_WRITTEN TASK_
Can you reproduce the data beneath, keeping every line exact?

_INPUT FOR THIS TASK_

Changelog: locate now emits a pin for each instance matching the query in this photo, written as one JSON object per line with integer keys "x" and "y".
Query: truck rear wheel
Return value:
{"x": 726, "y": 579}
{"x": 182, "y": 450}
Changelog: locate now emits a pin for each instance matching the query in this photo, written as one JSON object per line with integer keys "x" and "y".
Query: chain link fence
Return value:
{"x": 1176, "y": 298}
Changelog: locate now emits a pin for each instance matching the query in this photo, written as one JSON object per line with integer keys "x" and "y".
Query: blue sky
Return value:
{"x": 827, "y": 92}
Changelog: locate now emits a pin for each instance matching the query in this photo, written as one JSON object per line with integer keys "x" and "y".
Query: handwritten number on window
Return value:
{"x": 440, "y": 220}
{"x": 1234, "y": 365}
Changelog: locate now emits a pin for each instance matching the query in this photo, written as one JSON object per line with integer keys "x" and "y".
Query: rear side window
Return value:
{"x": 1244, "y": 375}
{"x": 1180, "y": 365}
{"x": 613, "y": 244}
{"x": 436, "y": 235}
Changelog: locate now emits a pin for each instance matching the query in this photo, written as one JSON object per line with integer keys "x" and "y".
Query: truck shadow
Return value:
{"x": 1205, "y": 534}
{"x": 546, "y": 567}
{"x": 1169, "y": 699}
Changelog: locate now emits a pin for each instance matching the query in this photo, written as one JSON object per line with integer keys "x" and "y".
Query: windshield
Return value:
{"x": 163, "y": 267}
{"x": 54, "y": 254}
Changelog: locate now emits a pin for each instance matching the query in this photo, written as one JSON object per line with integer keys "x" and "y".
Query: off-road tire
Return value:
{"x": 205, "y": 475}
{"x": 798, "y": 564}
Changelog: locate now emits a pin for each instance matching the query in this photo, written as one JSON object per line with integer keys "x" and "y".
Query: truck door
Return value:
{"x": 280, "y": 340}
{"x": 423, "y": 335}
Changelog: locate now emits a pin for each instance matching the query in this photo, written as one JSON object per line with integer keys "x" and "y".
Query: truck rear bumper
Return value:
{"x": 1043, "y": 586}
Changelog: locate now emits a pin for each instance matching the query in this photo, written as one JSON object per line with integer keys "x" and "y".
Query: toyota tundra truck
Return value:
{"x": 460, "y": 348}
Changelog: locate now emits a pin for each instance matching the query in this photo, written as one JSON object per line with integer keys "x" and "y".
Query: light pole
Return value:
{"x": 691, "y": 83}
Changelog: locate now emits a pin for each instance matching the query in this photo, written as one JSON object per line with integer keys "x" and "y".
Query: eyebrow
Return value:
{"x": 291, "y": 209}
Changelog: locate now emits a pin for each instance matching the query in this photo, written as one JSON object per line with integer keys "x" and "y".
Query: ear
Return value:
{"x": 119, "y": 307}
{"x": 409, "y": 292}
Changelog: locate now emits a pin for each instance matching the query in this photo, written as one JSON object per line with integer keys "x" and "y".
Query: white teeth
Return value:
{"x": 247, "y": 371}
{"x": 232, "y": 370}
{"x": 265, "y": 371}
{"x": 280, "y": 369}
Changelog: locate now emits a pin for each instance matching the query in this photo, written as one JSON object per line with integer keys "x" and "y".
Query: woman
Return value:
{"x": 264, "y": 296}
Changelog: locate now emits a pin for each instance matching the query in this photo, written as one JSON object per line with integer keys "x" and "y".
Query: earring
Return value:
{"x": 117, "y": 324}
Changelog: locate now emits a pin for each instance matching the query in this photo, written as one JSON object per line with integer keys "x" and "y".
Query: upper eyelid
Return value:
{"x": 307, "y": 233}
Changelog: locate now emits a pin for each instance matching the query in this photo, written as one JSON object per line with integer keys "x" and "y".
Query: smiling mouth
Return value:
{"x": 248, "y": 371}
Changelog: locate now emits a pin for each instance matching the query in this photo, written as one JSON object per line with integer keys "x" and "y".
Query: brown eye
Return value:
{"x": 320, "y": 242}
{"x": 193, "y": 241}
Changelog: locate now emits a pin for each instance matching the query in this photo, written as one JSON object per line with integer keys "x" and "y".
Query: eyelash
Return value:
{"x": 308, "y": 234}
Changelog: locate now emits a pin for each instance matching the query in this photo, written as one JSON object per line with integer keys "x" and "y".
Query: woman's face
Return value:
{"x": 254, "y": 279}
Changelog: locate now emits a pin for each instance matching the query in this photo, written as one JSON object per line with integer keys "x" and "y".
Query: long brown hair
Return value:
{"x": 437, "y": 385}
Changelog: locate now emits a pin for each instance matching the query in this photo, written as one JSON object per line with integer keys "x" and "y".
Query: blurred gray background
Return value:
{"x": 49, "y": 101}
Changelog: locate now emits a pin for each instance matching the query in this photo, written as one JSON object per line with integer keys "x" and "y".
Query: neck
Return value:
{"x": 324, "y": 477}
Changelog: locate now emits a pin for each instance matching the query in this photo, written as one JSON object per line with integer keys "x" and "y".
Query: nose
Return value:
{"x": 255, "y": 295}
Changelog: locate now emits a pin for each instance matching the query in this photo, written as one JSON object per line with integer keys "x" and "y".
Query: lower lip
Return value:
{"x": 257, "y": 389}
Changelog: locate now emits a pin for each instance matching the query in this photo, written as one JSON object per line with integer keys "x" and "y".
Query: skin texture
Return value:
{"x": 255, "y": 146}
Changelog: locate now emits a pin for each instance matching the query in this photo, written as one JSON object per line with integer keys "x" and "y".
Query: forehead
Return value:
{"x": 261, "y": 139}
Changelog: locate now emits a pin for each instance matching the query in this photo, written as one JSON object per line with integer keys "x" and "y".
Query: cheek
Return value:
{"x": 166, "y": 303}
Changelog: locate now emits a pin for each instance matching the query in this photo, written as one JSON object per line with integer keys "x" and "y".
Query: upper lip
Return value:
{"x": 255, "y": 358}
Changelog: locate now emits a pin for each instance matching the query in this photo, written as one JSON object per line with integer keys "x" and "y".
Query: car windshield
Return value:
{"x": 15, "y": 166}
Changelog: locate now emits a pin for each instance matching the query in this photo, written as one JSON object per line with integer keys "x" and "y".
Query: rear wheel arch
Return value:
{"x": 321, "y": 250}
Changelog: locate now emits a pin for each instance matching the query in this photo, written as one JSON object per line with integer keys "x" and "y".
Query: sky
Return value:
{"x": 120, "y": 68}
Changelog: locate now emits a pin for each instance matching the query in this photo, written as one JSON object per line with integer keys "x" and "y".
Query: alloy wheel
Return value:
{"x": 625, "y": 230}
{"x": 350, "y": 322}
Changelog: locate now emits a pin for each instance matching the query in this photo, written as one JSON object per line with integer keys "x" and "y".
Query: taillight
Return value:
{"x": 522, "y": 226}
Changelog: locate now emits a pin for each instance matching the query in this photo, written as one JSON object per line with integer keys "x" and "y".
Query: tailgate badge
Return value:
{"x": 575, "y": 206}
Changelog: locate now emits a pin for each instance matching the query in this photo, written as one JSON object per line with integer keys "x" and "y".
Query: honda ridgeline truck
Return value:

_OUTPUT_
Changelog: locate now emits a pin for each instance matching the query in this photo, written as one JSON object per line with integer keys "x" and "y".
Query: truck rear wheel
Return value:
{"x": 726, "y": 579}
{"x": 182, "y": 450}
Changelog: locate now emits a pin for each instance matching the query in this photo, written as one JSON object per line with integer keys "x" and "y".
Query: chain link fence
Return value:
{"x": 1176, "y": 298}
Changelog: locate now emits a pin for each instance matching the query in this photo, written as one JSON object per line with integer keys "x" and "y".
Query: blue sky
Return value:
{"x": 827, "y": 92}
Changelog: locate now emits a pin for each instance matching the query in this photo, written as one JSON object per line with integer keys "x" and "y".
Query: handwritten number on window
Return value:
{"x": 440, "y": 220}
{"x": 1234, "y": 365}
Changelog: locate now emits a pin for each instance matching the query in this photo, written as one JSON object per line with integer keys "x" and "y".
Query: rear side window
Return value:
{"x": 1244, "y": 375}
{"x": 1180, "y": 365}
{"x": 613, "y": 244}
{"x": 436, "y": 235}
Changelog: locate now emits a pin for each instance matching the query in this photo, written as one JSON object per line with integer keys "x" and "y".
Query: truck shadow
Return value:
{"x": 1205, "y": 534}
{"x": 546, "y": 567}
{"x": 1169, "y": 699}
Changelog: locate now emits a pin for each instance matching the query in this photo, written as one JSON object per line with integer keys "x" and "y".
Query: windshield
Return value:
{"x": 163, "y": 267}
{"x": 54, "y": 254}
Changelog: locate now emits a pin for each instance matching the query in this photo, written as one JSON object per line with integer keys "x" and "y".
Query: off-road tire
Return value:
{"x": 205, "y": 475}
{"x": 798, "y": 564}
Changelog: locate now emits a pin for each instance matching the query in this photo, written as one JSON object per line with integer keys "x" and "y".
Query: truck door
Return value:
{"x": 280, "y": 340}
{"x": 423, "y": 335}
Changelog: locate now emits a pin for each instance matching the query in this photo, written as one JSON object per line with integer keys "x" and "y".
Query: truck rear bumper
Return value:
{"x": 1043, "y": 586}
Changelog: locate now emits a pin for each instance matching the query in this photo, written as one JSON object per line with integer keys "x" and "y".
Query: toyota tundra truck
Return value:
{"x": 460, "y": 348}
Changelog: locate now emits a pin for each instance matching the query in this photo, written as one JSON object per line with integer keys "x" and "y".
Query: light pole
Return value:
{"x": 691, "y": 83}
Changelog: locate now emits a pin for each instance matching the query in this photo, written as one JSON object per line with integer keys "x" and "y".
Query: eyebrow
Return value:
{"x": 291, "y": 209}
Changelog: locate now emits a pin for each instance matching the query in this photo, written as one JSON object per line with integer keys "x" and "y".
Query: ear
Return value:
{"x": 119, "y": 307}
{"x": 409, "y": 292}
Changelog: locate now emits a pin for each instance matching the query in this photo, written as one JSON object per line with integer keys "x" and "y".
Query: white teeth
Return value:
{"x": 247, "y": 371}
{"x": 232, "y": 370}
{"x": 265, "y": 371}
{"x": 280, "y": 369}
Changelog: locate now emits a pin for each instance matching the query in this photo, written as one JSON object per line with integer keys "x" and "y".
Query: woman
Return value:
{"x": 264, "y": 296}
Changelog: locate now emits a pin for each instance matching the query in this photo, written as one JSON object per line with integer keys "x" and "y".
Query: earring
Return value:
{"x": 117, "y": 324}
Changelog: locate now emits a pin for each instance matching the query in this photo, written as one JSON object per line with integer keys "x" and "y".
Query: upper eyelid
Return value:
{"x": 307, "y": 233}
Changelog: locate now emits a pin for each instance matching the query in this photo, written as one JSON object per line with integer keys "x" and "y".
Query: smiling mouth
Return value:
{"x": 248, "y": 371}
Changelog: locate now emits a pin for each instance matching the query in this photo, written as one JSON object per line with integer keys "x" and "y".
Query: brown eye
Return value:
{"x": 320, "y": 242}
{"x": 193, "y": 241}
Changelog: locate now emits a pin for each instance matching the query in this photo, written as one JSON object per line with integer keys "x" and "y".
Query: eyelash
Return value:
{"x": 308, "y": 234}
Changelog: locate now emits a pin for each instance matching the query in this photo, written as one JSON object per line with integer keys "x" and "y".
Query: woman's face
Return value:
{"x": 254, "y": 279}
Changelog: locate now emits a pin for each instance matching the query in this photo, written as one JSON object per line with integer keys "x" and "y".
Query: long brown hair
Return value:
{"x": 437, "y": 385}
Changelog: locate now emits a pin for each instance matching the query in this photo, written as one JSON object per line with integer keys "x" and "y".
Query: blurred gray background
Return value:
{"x": 49, "y": 101}
Changelog: locate now emits a pin for each instance matching the query in this photo, written as one JSON object per line with integer keys "x" and "y".
Query: neck
Return value:
{"x": 324, "y": 477}
Changelog: locate now emits a pin for each instance matching the query in this photo, written as one JSON object per line with integer keys "x" and "y".
Query: nose
Return value:
{"x": 255, "y": 295}
Changelog: locate now emits a pin for each instance matching the query in this photo, written as one JSON object per line with integer keys "x" and "y".
Query: lower lip
Return value:
{"x": 257, "y": 389}
Changelog: locate now emits a pin for each instance matching the query in this photo, written as one JSON object per line with integer keys "x" and "y".
Query: skin texture
Return value:
{"x": 255, "y": 146}
Changelog: locate now emits a pin for each instance matching the query in this photo, written as one JSON object per line with integer keys "x" and "y".
Query: forehead
Return value:
{"x": 261, "y": 139}
Changelog: locate now emits a pin for each instance matching the query in this photo, written as one JSON object per line with integer keys "x" and "y".
Query: cheek
Return value:
{"x": 166, "y": 303}
Changelog: locate now emits a pin for each instance matching the query in this photo, written as one JSON object per line with integer keys "x" and "y".
Query: upper lip
Return value:
{"x": 255, "y": 358}
Changelog: locate now emits a pin for each instance matching the query in this photo, written as one JSON object per line with integer keys "x" and "y".
Query: car windshield
Return value:
{"x": 15, "y": 166}
Changelog: locate now emits a pin for each instance matching the query in this photo, written as one JSON object per line with integer keys "x" and "y".
Query: rear wheel arch
Return value:
{"x": 321, "y": 250}
Changelog: locate now emits a pin for each instance matching the query in this photo, written as one JSON object per line with integer keys "x" and "y".
Query: sky
Return value:
{"x": 120, "y": 68}
Changelog: locate now emits a pin for each instance matching the query in this photo, written as one JSON object per line with integer keys "x" and "y".
Query: alloy wheel
Return value:
{"x": 625, "y": 230}
{"x": 350, "y": 322}
Changelog: locate now emits a pin for each instance matching the query in this photo, written as one JSON object per line with integer keys "x" and "y".
Query: taillight
Return value:
{"x": 522, "y": 226}
Changelog: locate now emits a pin for each instance matching the query in this photo, written as one JSON object per line with integer keys "x" and "y".
Query: tailgate badge
Return value:
{"x": 575, "y": 206}
Changelog: locate now emits a pin for each instance matching the query in this photo, written as one JSON object per line with integer keys "x" and "y".
Query: honda ridgeline truck
Return value:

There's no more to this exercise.